===== RECORDS SUPPLIED =====

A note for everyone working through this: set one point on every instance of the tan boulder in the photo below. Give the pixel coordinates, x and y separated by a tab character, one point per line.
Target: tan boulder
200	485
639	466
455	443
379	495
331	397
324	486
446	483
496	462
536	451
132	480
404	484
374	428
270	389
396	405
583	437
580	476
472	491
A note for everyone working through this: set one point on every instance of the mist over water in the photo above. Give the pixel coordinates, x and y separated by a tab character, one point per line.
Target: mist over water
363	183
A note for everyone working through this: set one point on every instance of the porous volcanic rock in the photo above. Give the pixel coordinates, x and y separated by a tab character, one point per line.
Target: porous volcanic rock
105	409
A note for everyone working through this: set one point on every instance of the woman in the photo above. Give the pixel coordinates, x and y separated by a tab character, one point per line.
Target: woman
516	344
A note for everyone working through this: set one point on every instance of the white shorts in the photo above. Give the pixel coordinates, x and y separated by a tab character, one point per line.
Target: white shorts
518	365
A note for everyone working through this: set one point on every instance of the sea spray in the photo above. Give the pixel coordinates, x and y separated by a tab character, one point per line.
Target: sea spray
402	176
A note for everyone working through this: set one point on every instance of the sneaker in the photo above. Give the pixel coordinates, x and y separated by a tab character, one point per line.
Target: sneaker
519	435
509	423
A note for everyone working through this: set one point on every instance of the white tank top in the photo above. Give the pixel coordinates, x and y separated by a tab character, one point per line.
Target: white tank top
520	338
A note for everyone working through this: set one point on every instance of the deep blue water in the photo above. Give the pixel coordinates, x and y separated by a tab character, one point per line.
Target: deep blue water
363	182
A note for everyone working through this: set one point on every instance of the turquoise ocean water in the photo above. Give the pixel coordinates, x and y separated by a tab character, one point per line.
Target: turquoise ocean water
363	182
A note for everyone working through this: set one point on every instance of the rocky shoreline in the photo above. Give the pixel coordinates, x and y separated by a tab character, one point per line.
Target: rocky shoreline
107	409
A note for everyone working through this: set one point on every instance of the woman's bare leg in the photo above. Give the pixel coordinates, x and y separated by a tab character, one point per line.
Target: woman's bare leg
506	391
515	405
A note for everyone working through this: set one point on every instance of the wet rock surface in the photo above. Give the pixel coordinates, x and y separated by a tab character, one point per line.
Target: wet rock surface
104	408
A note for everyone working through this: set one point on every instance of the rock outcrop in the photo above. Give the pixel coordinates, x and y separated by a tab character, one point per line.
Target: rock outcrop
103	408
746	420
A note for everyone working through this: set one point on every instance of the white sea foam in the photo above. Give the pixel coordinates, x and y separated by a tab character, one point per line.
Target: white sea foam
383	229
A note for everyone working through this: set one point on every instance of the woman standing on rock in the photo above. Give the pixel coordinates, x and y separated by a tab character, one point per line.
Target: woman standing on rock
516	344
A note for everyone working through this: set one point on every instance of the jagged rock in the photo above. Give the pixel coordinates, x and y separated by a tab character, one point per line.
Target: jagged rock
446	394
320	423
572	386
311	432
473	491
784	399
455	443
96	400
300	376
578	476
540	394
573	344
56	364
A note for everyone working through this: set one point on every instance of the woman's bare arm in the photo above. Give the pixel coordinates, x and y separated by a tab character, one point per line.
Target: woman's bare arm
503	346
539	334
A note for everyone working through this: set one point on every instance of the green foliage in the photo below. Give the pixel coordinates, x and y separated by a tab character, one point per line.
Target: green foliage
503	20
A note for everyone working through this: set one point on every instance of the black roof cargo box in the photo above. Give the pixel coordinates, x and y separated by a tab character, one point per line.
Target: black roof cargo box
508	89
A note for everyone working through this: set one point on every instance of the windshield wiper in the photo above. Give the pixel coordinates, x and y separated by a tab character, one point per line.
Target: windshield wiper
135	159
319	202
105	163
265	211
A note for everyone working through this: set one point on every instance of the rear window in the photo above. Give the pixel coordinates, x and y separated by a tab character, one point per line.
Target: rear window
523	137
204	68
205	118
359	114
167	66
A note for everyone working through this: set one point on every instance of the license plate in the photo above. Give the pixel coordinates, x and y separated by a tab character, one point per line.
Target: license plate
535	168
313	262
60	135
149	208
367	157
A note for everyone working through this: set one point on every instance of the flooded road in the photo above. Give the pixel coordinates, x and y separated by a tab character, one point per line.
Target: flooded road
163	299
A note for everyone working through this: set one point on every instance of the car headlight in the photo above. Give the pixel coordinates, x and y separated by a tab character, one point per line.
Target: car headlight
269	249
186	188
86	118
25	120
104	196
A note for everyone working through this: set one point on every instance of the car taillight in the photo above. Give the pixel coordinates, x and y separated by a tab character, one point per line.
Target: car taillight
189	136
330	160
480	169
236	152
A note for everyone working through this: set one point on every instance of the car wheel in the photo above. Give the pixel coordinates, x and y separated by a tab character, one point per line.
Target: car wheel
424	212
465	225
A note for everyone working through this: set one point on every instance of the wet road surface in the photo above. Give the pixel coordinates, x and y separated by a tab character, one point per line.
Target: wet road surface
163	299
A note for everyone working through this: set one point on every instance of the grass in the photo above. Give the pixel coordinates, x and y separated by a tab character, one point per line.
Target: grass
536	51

=====

Output the data above exactly, please, line for line.

A note for everyone working through this: set one point on every instance of the tan boulder in the photo below. Give the pixel coordinates, x and y separated by a tab character, one point per line.
Target: tan boulder
200	485
639	466
455	443
379	495
331	397
324	486
446	483
496	462
536	451
132	480
404	484
374	428
270	389
396	405
583	437
580	476
472	491
A note for everyone working through this: set one point on every instance of the mist over water in the photo above. Give the pixel coordinates, x and y separated by a tab character, one point per line.
Target: mist over water
363	183
A note for everyone working through this: set one point on every instance of the porous volcanic rock in the photo above. Give the pixel coordinates, x and y separated by a tab character, one point per line.
Target: porous volcanic rock
105	409
A note for everyone working through this: set one point on every instance of the woman in the photo above. Give the pixel coordinates, x and y separated by a tab character, one point per line.
Target: woman
516	344
A note for everyone working through this: set one point on every instance of the white shorts in the photo above. Give the pixel coordinates, x and y separated by a tab character, one point per line.
Target: white shorts
518	365
A note for everyone working through this: set one point on every instance of the sea spray in the photo above. Give the pixel coordinates, x and y separated by a tab character, one point per line.
Target: sea spray
402	176
A note for everyone working through this: set one point on every instance of the sneaker in the photo above. Give the pixel coordinates, x and y separated by a tab character, one point per line.
Target: sneaker
519	435
509	423
A note for everyone working through this: set one point on every instance of the white tank top in the photo above. Give the pixel coordinates, x and y separated by a tab character, one point per line.
Target: white tank top
520	338
A note for everyone working through this: set one point on every instance of the deep blue water in the photo above. Give the pixel coordinates, x and y separated by a tab character, one point per line.
Target: deep blue water
363	182
A note for everyone working through this: set one point on every instance of the turquoise ocean water in the photo above. Give the pixel coordinates, x and y separated by a tab character, one point per line.
Target: turquoise ocean water
363	182
A note for everyone working through this: set one point on every instance of the rocky shoreline in the photo above. Give the pixel coordinates, x and y separated by a tab character, one point per line.
Target: rocky shoreline
107	409
A note for everyone working through this: set one point on every instance of the woman's bare leg in the photo above. Give the pixel coordinates, x and y separated by a tab character, one point per line.
Target: woman's bare leg
506	391
515	405
A note for everyone working through this: set one point on every instance of the wet rock surface in the photo above. Give the pixel coordinates, x and y separated by a tab character, one point per line.
Target: wet rock surface
104	408
A note for everyone working through this: set one point on every instance of the rock outcrop in the photo above. Give the pixel coordinates, x and y separated by a tab character, one point per line.
Target: rock outcrop
103	408
746	420
A note for everyone working through this: set one point on every instance of the white sea foam in the photo above. Give the pixel coordinates, x and y separated by a tab character, one point per line.
Target: white sea foam
383	229
A note for everyone working through this: set one point on every instance of the woman standing on rock in the photo above. Give the pixel coordinates, x and y separated by a tab character, one point per line.
Target: woman standing on rock
516	344
A note for everyone working through this: set one point on every instance of the jagged rock in the photo above. Give the pixel coordinates, x and y separated by a tab character, one point per line.
Target: jagged rock
446	394
320	423
572	386
311	432
473	491
784	399
455	443
96	400
300	376
578	476
540	394
573	344
56	364
A note for everyone working through this: set one point on every instance of the woman's bare arm in the photo above. Give the pixel coordinates, x and y separated by a tab character, one point per line.
Target: woman's bare arm
503	346
539	334
A note for everyone working through this: set one point on every instance of the green foliage in the photo below. Give the pixel coordinates, x and y separated by a tab character, one point per line.
Target: green foliage
503	20
A note for everyone working through this: set one point on every instance of the black roof cargo box in the photo above. Give the pixel coordinates, x and y separated by a tab character, one point per line.
Target: black roof cargo box
508	89
A note for everyone working through this: set one point on every instance of the windshield wiper in the photo above. Give the pixel coordinates, x and y separated by a tab character, one point per line.
Target: windshield wiper
135	159
319	202
105	163
265	211
A note for everyone working through this: set one point on every instance of the rear window in the photo above. Give the pixel coordinates, x and y separated by a tab character, one point per line.
Target: rear window
523	137
204	68
205	118
359	114
167	66
A note for everyone working through this: set one point on every instance of the license plate in the photo above. Give the pixel coordinates, x and y separated by a tab character, one point per line.
Target: license plate
535	168
313	262
60	135
149	208
367	157
A note for everyone working through this: set one point on every instance of the flooded road in the photo above. Give the pixel coordinates, x and y separated by a tab character, one point per line.
Target: flooded road
163	299
A note for everyone working through this: set one point on every instance of the car headlight in the photo above. Give the pixel coordinates, x and y separated by a tab character, one point per line.
Target: car headlight
269	249
186	188
86	118
25	120
104	196
A note for everyone working through this: set one point on every instance of the car taillight in the photo above. Give the pixel coordinates, x and y separated by a tab character, one point per line.
Target: car taillight
189	136
330	160
480	169
236	152
A note for everyone working through this: set one point on every instance of the car wheel in the photo above. Give the pixel coordinates, x and y separated by a tab character, one point per line.
Target: car wheel
424	212
465	225
A note for everyone working through this: set one point on every instance of the wet road surface in the photo above. Give the pixel coordinates, x and y separated by a tab character, one point per line.
Target: wet road surface
163	299
A note for everyone working through this: set one point on every instance of the grass in the photo above. Give the pixel coordinates, x and y separated by a tab character, one point per line.
Target: grass
536	51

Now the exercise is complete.